Extrait à traiter
☆ ☆ ☆ ☆ ☆

Au-delà des crimes, les conséquences de la crise sécuritaire sur la vie des populations du cercle sont incommensurables, affirme l’ancien député de Ténenkou. Selon lui, depuis trois ans, l’activité économique dans le cercle de Ténenkou est au pilori. La transhumance des animaux, l’activité qui rythme la vie des pasteurs peuls, relève de l’anecdotique ; les célèbres compétiteurs de Kenta, de Tarbaye et d’ailleurs ont rangé perches et pagaies… Et depuis trois ans, il n’y a pratiquement pas d’école.
Pour conjurer les démons et sortir les habitants du cercle de Ténenkou de ce quotidien infernal, le Bureau exécutif de l’Adct a multiplié les actions, dont des rencontres avec les autorités maliennes afin de trouver des réponses adéquates aux préoccupations des populations. En outre, le Bureau a sollicité et obtenu de la Croix rouge malienne des kits scolaires et de santé qu’il a mis à la disposition du Centre d’animation pédagogique et du centre de santé de référence de Ténenkou.

☆ ☆ ☆ ☆ ☆

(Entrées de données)

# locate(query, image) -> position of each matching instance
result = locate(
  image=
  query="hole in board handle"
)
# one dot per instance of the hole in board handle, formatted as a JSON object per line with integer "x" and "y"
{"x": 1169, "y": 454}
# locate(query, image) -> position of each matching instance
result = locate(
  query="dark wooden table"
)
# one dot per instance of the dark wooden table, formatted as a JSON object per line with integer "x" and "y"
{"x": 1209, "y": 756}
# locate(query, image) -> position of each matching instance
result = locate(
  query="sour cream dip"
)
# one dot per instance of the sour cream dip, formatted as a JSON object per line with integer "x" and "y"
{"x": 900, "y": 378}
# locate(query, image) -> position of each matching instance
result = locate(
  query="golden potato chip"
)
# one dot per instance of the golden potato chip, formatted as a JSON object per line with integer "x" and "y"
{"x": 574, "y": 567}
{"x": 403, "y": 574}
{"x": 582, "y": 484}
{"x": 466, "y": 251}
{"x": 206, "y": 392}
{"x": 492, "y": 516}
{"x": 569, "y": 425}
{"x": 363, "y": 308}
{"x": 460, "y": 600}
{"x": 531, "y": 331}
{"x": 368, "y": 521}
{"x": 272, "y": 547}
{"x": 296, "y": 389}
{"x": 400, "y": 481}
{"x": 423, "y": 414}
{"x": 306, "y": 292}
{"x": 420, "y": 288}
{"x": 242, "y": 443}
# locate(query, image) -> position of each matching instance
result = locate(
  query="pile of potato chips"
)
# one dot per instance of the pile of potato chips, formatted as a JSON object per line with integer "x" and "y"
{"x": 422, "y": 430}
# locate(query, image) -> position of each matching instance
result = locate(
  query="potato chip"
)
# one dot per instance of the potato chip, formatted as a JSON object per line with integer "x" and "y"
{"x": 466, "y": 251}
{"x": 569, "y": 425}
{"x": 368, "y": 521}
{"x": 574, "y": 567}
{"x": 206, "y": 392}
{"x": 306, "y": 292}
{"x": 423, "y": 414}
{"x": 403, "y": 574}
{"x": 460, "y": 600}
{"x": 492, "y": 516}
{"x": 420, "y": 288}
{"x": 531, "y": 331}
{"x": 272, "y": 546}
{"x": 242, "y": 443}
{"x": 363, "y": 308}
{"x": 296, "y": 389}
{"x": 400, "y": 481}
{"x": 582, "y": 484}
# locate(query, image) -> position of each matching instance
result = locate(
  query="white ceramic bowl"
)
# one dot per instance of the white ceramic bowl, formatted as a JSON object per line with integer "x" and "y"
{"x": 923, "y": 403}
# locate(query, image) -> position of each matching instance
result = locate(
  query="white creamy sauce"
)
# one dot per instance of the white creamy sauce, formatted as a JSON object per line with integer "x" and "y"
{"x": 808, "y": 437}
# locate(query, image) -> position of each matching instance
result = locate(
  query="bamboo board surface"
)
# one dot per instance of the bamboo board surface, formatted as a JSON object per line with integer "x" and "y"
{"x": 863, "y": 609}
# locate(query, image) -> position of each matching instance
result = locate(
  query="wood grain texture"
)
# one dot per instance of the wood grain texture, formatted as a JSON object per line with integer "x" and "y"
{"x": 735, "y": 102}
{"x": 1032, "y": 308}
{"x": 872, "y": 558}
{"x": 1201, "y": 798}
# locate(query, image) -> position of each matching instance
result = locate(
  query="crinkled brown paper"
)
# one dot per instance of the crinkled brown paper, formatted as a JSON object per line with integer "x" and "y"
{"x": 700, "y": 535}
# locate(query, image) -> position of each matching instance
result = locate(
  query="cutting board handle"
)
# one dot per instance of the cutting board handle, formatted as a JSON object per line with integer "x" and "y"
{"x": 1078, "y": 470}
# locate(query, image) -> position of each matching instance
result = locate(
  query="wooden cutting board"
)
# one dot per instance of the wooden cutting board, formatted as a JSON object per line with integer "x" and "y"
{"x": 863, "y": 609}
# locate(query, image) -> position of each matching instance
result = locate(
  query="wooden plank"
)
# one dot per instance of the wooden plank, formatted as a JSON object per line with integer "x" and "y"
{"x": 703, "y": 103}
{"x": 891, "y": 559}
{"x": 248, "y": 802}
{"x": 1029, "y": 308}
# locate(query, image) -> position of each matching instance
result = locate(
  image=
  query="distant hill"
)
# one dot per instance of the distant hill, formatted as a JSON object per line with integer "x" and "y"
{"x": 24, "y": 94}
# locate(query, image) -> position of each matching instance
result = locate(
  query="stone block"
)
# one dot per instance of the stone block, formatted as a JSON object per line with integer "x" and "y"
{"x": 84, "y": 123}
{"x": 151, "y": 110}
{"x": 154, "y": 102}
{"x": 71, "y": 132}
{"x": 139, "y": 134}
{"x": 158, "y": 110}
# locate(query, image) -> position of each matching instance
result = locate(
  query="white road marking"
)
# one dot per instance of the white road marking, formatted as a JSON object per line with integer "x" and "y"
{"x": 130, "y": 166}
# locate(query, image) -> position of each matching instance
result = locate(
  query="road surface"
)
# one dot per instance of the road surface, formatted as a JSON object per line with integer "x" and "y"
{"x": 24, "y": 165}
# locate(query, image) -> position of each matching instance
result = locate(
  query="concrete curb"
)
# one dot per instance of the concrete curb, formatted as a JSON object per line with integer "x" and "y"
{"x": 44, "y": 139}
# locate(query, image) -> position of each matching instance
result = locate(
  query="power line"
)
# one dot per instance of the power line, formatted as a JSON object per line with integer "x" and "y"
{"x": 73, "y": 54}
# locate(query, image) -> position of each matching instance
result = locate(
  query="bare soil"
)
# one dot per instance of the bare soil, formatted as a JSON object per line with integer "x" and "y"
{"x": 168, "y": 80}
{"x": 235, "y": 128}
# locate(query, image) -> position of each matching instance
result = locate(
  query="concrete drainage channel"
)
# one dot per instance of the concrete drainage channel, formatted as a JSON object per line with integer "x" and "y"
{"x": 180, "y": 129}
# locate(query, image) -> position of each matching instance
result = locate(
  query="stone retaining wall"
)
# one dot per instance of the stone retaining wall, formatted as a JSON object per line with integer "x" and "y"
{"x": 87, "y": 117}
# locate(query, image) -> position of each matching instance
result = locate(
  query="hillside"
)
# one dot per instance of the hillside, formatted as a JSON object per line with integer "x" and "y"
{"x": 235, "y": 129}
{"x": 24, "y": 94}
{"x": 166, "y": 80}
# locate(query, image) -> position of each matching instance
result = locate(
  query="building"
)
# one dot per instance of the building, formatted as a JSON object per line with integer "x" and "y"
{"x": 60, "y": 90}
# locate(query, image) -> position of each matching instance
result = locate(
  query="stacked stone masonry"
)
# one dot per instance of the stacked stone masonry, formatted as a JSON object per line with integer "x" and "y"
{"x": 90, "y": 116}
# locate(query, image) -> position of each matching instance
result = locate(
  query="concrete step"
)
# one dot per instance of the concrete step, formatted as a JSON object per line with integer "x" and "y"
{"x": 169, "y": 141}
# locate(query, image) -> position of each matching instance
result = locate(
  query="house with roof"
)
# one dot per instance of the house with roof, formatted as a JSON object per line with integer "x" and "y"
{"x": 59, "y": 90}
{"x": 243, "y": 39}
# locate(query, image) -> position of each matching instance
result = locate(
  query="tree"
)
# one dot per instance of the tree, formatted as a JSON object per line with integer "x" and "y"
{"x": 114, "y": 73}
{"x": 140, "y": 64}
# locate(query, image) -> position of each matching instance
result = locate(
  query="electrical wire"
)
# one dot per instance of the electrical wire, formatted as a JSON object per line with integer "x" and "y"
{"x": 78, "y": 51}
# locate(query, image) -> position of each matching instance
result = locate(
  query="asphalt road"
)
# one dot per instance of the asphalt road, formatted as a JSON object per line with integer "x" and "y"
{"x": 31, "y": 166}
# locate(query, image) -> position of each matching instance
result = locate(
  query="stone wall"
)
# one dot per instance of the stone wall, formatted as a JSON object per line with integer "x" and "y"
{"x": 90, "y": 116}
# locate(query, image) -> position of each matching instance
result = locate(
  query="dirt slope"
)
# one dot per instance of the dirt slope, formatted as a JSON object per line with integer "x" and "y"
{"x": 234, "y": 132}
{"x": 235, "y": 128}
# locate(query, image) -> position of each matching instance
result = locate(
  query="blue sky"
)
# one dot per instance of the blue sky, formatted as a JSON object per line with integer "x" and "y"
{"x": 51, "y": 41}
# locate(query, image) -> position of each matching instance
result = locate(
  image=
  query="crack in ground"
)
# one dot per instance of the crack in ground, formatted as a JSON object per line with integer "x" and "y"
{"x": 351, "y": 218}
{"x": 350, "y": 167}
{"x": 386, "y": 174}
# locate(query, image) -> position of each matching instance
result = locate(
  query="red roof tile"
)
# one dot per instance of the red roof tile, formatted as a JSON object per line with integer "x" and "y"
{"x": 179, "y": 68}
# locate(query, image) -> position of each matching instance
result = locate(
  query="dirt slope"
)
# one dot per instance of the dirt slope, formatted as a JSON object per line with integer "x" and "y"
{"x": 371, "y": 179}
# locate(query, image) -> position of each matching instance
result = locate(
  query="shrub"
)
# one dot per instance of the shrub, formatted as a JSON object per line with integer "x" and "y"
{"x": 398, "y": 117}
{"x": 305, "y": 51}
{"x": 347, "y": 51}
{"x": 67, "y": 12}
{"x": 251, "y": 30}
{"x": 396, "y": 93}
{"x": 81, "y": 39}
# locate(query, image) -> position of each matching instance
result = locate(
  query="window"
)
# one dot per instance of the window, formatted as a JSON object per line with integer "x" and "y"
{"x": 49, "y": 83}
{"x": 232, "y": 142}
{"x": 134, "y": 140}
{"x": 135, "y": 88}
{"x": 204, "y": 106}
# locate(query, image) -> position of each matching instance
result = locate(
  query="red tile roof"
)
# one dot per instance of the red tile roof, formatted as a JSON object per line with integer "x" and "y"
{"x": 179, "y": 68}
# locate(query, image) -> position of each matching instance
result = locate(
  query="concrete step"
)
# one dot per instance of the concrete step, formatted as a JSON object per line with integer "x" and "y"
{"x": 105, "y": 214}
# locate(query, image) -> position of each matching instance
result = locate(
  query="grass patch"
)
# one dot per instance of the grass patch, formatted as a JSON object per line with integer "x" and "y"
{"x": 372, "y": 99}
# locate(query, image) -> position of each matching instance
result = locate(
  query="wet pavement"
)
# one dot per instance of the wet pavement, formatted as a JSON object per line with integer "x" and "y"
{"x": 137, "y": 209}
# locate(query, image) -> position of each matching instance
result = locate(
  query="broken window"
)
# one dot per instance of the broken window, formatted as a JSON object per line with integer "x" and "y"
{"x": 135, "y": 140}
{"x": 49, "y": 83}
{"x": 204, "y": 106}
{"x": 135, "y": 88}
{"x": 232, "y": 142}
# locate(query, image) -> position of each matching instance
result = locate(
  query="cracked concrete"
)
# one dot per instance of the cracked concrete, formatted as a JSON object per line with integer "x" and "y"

☆ ☆ ☆ ☆ ☆

Consignes des exercices
**a)** Repérez dans les enregistrements chaque ligne contenant la chaîne "table", puis recopiez-la.
**b)** Reprenez l'extrait sur la crise sécuritaire dans le cercle de Ténenkou et prolongez-le à partir de sa dernière phrase.

Corrigés des exercices
**a)**
  query="dark wooden table"
# one dot per instance of the dark wooden table, formatted as a JSON object per line with integer "x" and "y"

**b)**
Par ailleurs, l’Association invite le gouvernement, en vue des prochaines élections communales, à prendre les dispositions idoines pour le retour effectif des administrateurs dans tous les arrondissements du cercle.
Les débats furent fluctueux. Les participants ont convenu de la nécessité de mutualiser leurs efforts et de s’investir pleinement dans la stabilisation du cercle de leur cercle, et au-delà l’ensemble du Mali.